* WHAT TO PRODUCE *
Swap "evaluation set" for "validation split" throughout the rows below, keeping every other character unchanged. Omit the pictures from your copy.

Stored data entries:
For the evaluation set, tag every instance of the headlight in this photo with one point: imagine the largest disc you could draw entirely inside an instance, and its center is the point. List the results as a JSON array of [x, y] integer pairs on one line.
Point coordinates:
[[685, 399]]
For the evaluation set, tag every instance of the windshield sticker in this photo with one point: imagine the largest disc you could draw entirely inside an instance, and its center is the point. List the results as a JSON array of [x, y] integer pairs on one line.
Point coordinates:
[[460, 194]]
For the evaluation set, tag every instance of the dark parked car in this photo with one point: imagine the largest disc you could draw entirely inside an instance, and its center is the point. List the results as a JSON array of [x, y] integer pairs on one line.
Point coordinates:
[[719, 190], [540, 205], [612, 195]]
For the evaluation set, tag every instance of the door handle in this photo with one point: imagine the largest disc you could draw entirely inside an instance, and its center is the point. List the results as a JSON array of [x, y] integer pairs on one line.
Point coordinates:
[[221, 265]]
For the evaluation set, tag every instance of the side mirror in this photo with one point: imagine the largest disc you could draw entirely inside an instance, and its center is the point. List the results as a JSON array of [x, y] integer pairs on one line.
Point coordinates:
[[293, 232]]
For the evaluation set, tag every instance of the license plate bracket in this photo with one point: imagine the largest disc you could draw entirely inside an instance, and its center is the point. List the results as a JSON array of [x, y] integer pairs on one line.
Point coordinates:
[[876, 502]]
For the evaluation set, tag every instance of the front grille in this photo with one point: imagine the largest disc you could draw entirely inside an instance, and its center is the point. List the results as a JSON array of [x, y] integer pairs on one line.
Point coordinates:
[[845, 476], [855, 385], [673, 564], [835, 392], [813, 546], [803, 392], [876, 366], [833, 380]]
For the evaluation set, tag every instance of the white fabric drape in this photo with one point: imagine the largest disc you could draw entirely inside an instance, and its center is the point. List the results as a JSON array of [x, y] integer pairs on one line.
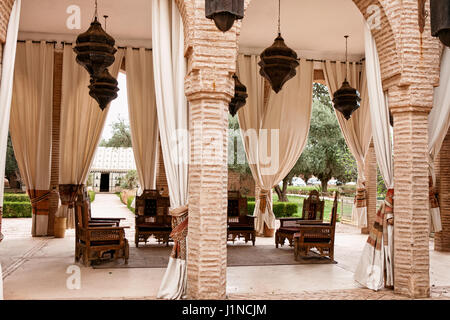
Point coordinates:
[[31, 121], [357, 131], [373, 263], [438, 124], [169, 71], [6, 87], [82, 123], [142, 111], [274, 130]]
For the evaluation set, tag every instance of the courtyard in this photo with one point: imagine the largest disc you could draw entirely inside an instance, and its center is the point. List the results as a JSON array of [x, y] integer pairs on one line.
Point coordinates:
[[36, 268]]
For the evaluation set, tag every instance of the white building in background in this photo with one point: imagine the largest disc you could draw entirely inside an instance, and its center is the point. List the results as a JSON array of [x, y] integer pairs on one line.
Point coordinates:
[[110, 164]]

* RESULT FOR THIS TASK *
For the validation split, tag every instance of the headlight in this photo with one point: imagine the largest disc you could draw entirely inside an instance, and its center is the point. List the results as a JSON array of [x, y] integer pairs on one line.
Point coordinates:
[[685, 399]]
For the validation split, tag every instance of the windshield sticker in this photo with one point: imagine the largest disc you could draw entirely inside an instance, and its center is the point. List the results as a JSON array of [x, y] integer pairs on one line.
Point coordinates:
[[460, 194]]
For the validation split, tag every instance of the dark parked car in this photo with one point: imagine the largest disc you could draw entirely inside an instance, and its center is the point. List the results as a JSON array of [x, y] integer pairs on one line.
Point coordinates:
[[719, 190], [540, 205], [612, 195]]
For the validation split, tag every instance of the door handle in this photo with one point: imagine the largest disc you could draw entirely inside an instance, and its center is the point. List the results as a JSON array of [x, y] integer pairs on one line.
Point coordinates:
[[221, 265]]
For the validation split, tag every instance of the side mirror in this photo with one point: imagine the largest disc you could draw entirely inside an instance, and its center is the point. List the results as a JSON array of [x, y] integer pairs on one line.
Point coordinates:
[[293, 232]]
For the validation split, tag every instance of the license plate bracket in this photo with one point: imagine the largest disc you could draw entirely inside an instance, and its center is the point. List the results as a JSON array of [x, y] integer pairs on one line.
Point coordinates:
[[876, 502]]
For the validation split, tag every instance of the front grille in this photo with one point: imagine the largest disc you could draw entirely inside an instance, and its center is the point. List the results as a JSON array of [x, y] integer pairs on one line.
Point coordinates:
[[845, 476], [855, 385], [673, 564], [835, 392], [813, 546], [803, 392], [876, 366], [833, 380]]
For the validation split, tag every instance of the white fabric drape in this photo with one point: imagine the largest disc you could draw entirely inside an instance, and its center is the point. List the results as a JSON array of [x, y] integer pairs on one line.
Point coordinates:
[[31, 121], [357, 131], [373, 263], [438, 124], [169, 71], [6, 87], [82, 123], [142, 111], [274, 130]]
For the validation split, tag every instance of the courtyard in this photo with one point: imagine the largest disc you could draw entirely inside an instance, and its center is the point. List the results as a JSON array of [x, y] integer pairs on one line.
Point coordinates:
[[36, 268]]
For the validation split, tag every instance of the white building in background in this photo with one point: imagine the largest disc you could draw entirely inside an instance, and its center is the point. List the results as a JSON array of [x, y] integer pairs on one line.
Point coordinates:
[[110, 164]]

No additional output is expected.